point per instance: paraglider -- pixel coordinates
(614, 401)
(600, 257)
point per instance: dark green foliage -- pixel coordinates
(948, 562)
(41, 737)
______
Goal >> Convert the items above into a Markdown table with two columns, Row and Line, putting each line in its own row with its sequence number and omitting any blank lines.

Result of the task >>
| Row | Line |
|---|---|
| 1 | point per instance: paraglider -- pixel coordinates |
| 2 | (614, 401) |
| 3 | (600, 257) |
| 4 | point per instance: dark green foliage -- pixel coordinates |
| 5 | (948, 562) |
| 6 | (41, 737) |